Written task>
Count the lines in the entries below that contain the string "surface". Reply with the number alone.

Exercise material>
══════════════════════════════

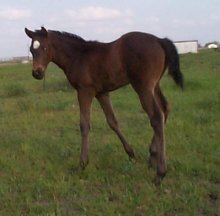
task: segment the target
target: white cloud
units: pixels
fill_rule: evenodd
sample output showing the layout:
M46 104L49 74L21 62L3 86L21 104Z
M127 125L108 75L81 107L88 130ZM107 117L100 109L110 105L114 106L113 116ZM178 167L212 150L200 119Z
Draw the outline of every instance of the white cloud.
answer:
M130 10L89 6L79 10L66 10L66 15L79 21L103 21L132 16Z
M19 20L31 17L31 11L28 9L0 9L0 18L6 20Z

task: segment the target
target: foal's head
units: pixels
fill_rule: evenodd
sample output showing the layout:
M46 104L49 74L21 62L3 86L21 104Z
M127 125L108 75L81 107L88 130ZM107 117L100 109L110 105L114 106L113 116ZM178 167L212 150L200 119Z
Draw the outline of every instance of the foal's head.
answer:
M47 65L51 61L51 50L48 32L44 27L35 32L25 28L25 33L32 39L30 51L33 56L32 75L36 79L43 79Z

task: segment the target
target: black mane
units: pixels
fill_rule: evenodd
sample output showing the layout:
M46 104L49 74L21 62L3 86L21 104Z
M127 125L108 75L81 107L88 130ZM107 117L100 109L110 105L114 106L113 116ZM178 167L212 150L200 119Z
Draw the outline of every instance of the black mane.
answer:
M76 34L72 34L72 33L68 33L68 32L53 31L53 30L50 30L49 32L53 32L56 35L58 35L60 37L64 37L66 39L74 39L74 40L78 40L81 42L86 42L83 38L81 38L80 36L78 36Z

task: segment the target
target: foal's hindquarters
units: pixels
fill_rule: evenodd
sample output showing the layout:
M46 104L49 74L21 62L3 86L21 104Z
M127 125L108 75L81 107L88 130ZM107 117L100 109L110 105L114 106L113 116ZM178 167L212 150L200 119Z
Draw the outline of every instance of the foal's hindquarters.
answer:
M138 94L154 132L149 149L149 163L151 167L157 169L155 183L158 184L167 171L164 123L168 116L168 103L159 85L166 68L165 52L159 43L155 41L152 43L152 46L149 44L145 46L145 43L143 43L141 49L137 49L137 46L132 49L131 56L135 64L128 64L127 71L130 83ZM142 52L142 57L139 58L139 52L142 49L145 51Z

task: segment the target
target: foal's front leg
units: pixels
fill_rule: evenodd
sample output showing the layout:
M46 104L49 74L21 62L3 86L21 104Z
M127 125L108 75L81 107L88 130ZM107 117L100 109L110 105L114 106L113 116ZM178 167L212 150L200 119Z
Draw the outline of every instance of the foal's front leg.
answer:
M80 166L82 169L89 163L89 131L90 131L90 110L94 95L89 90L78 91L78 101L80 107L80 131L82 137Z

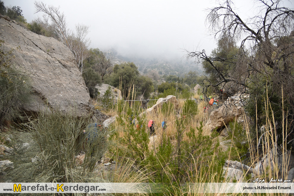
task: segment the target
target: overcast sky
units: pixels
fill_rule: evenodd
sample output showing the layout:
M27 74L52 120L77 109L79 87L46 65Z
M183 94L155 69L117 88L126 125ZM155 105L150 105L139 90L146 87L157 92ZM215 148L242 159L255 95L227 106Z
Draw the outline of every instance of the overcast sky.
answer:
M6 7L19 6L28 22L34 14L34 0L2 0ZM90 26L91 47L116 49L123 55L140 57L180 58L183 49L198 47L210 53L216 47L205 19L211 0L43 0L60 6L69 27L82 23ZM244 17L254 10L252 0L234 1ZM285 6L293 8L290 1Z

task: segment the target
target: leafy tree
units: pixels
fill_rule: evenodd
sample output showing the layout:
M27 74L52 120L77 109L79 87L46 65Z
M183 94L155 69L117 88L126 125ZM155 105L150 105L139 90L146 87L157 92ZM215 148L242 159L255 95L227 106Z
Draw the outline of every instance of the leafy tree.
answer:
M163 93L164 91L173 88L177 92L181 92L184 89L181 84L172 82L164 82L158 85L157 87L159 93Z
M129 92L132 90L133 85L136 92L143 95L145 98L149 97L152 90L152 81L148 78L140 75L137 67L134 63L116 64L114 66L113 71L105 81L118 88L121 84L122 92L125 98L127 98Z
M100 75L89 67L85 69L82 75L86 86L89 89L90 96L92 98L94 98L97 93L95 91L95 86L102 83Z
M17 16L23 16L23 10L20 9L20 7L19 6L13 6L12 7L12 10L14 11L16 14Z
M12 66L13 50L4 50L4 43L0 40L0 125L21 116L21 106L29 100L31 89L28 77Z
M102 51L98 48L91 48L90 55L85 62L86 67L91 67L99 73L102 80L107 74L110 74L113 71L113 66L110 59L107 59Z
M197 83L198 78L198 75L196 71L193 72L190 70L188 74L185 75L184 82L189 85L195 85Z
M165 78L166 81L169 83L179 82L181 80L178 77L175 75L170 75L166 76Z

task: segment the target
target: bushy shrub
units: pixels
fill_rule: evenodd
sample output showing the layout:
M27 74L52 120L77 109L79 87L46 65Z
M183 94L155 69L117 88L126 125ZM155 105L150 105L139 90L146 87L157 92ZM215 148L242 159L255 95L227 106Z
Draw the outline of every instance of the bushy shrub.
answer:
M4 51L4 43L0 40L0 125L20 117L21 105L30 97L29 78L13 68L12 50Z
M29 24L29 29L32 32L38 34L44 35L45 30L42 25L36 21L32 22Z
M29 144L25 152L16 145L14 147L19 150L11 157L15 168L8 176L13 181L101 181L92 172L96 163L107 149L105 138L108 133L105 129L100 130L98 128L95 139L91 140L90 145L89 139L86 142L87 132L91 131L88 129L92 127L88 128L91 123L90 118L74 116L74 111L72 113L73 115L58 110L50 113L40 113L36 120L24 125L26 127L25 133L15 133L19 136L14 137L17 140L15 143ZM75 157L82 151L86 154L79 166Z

══════════════════════════════

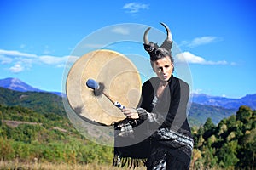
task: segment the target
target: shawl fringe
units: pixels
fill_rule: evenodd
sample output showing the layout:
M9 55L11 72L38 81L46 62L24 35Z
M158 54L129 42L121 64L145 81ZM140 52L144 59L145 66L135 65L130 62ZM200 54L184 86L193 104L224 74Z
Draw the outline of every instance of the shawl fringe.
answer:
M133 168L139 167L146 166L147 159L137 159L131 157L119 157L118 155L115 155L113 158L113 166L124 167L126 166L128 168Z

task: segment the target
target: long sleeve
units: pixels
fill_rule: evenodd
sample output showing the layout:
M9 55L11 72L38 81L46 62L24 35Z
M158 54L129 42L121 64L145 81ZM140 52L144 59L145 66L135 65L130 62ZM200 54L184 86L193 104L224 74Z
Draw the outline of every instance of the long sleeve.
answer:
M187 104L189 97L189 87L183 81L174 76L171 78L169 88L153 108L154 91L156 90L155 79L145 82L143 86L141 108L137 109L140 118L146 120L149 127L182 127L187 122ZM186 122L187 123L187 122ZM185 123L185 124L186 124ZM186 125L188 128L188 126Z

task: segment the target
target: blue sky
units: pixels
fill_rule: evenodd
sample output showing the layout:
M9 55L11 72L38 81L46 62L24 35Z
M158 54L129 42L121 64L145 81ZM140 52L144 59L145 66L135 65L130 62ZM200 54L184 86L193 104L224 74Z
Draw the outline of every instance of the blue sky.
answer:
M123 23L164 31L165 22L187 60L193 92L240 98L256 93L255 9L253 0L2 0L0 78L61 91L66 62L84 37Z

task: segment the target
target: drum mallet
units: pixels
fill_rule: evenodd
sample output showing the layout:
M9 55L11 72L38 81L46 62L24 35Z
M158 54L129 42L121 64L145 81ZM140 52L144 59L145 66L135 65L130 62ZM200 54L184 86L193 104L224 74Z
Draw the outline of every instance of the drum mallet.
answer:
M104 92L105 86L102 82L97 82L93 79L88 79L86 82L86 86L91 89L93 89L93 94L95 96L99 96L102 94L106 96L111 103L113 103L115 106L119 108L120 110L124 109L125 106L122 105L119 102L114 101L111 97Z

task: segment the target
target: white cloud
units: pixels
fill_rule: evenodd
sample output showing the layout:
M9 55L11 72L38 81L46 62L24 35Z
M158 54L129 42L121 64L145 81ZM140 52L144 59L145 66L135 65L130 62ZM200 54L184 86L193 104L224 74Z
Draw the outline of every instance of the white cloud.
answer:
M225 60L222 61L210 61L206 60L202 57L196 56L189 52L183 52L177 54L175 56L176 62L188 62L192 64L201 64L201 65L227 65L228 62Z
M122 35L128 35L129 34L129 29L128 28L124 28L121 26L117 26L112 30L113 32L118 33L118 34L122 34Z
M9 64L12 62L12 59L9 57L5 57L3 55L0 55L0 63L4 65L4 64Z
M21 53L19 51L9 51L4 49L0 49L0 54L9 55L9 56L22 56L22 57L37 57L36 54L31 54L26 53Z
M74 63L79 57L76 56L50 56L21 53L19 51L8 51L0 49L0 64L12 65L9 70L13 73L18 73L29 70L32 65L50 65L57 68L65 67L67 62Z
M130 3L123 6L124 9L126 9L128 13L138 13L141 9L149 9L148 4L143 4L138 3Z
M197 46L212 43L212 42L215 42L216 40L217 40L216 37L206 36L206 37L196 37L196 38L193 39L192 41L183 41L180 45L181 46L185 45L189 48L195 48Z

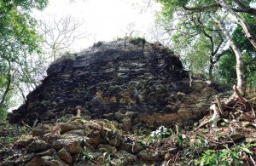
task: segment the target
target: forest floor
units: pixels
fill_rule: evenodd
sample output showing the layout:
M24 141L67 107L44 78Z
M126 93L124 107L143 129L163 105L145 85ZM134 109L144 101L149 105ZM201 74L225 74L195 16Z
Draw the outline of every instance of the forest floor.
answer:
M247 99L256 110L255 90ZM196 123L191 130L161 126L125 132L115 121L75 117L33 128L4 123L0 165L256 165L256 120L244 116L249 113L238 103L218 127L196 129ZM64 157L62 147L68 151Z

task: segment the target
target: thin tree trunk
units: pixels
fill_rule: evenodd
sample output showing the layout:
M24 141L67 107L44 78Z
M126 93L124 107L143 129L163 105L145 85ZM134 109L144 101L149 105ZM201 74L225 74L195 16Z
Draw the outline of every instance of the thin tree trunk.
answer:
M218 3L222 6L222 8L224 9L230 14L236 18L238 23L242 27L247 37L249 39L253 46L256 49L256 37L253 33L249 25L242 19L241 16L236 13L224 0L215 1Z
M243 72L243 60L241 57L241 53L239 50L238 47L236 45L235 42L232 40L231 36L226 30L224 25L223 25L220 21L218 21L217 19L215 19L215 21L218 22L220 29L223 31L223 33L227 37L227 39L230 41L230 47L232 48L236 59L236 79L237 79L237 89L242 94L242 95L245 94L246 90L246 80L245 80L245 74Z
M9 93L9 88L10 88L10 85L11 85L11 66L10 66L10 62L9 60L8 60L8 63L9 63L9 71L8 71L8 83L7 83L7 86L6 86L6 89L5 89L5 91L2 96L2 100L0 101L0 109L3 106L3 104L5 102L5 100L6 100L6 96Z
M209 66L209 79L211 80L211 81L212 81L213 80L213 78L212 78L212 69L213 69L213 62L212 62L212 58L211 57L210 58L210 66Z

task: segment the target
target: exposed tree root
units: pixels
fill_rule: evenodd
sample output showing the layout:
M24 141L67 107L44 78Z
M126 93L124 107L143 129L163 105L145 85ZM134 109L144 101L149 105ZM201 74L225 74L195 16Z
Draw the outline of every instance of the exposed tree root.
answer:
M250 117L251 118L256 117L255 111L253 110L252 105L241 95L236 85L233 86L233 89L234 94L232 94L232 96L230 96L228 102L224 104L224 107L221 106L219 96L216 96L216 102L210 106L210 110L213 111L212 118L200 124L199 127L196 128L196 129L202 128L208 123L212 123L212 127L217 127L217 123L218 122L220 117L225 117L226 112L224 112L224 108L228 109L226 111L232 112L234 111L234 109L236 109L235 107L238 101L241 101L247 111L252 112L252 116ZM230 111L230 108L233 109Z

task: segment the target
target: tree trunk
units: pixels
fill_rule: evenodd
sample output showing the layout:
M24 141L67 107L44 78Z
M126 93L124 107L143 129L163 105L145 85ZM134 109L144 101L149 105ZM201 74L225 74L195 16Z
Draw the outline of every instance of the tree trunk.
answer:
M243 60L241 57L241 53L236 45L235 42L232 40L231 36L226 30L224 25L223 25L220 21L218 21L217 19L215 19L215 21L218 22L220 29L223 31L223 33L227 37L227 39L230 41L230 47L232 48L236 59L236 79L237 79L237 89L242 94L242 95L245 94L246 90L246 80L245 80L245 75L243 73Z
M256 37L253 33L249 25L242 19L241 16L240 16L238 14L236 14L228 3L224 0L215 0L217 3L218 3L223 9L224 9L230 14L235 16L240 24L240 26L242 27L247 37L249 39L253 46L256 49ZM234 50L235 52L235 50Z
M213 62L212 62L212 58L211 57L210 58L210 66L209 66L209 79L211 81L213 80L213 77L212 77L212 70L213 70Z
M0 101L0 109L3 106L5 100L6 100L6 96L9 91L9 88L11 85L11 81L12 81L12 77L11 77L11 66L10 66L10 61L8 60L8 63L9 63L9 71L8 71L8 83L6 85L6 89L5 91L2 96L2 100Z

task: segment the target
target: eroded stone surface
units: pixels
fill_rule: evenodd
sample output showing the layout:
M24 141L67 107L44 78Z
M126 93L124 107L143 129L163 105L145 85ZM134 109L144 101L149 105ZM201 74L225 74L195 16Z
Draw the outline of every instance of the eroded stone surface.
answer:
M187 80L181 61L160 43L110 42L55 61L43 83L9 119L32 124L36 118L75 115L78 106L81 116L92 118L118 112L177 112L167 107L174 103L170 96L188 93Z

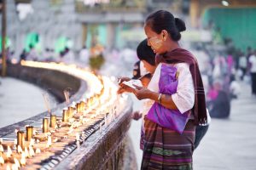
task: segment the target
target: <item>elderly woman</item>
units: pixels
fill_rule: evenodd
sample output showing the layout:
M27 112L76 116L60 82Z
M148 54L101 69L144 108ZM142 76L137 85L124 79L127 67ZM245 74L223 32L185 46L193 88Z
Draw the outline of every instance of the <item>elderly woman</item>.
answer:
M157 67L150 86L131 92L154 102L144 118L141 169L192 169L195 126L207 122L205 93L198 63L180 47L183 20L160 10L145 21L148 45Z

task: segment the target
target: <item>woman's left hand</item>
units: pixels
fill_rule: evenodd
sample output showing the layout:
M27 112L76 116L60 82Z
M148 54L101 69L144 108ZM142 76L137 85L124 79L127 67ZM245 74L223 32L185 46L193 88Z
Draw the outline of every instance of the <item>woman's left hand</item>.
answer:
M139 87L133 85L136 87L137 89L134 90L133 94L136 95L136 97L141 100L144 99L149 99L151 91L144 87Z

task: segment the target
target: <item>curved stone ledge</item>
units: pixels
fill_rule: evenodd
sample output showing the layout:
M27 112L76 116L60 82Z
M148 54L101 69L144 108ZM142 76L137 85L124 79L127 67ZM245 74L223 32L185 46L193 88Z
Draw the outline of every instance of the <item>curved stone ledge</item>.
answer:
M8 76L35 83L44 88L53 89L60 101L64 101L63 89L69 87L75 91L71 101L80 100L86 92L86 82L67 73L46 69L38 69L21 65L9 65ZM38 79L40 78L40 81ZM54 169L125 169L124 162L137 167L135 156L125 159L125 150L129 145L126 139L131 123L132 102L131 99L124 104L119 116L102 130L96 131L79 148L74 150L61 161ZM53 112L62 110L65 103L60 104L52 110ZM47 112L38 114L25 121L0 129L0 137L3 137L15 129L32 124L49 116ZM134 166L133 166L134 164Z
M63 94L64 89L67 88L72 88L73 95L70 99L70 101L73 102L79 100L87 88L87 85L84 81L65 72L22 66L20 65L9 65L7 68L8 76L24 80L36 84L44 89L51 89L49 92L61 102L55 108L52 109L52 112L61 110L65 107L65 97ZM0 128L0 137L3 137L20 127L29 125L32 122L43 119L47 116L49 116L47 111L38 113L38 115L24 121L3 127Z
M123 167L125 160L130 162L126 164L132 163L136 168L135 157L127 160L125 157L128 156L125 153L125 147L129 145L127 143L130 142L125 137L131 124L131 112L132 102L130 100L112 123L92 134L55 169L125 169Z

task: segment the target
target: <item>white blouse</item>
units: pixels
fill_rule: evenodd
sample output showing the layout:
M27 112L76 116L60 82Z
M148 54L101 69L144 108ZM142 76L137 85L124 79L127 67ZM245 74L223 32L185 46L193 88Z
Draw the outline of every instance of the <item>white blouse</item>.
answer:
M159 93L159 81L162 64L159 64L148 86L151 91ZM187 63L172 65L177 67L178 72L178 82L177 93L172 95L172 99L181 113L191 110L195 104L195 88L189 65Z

══════════════════════════════

Result of this task>
2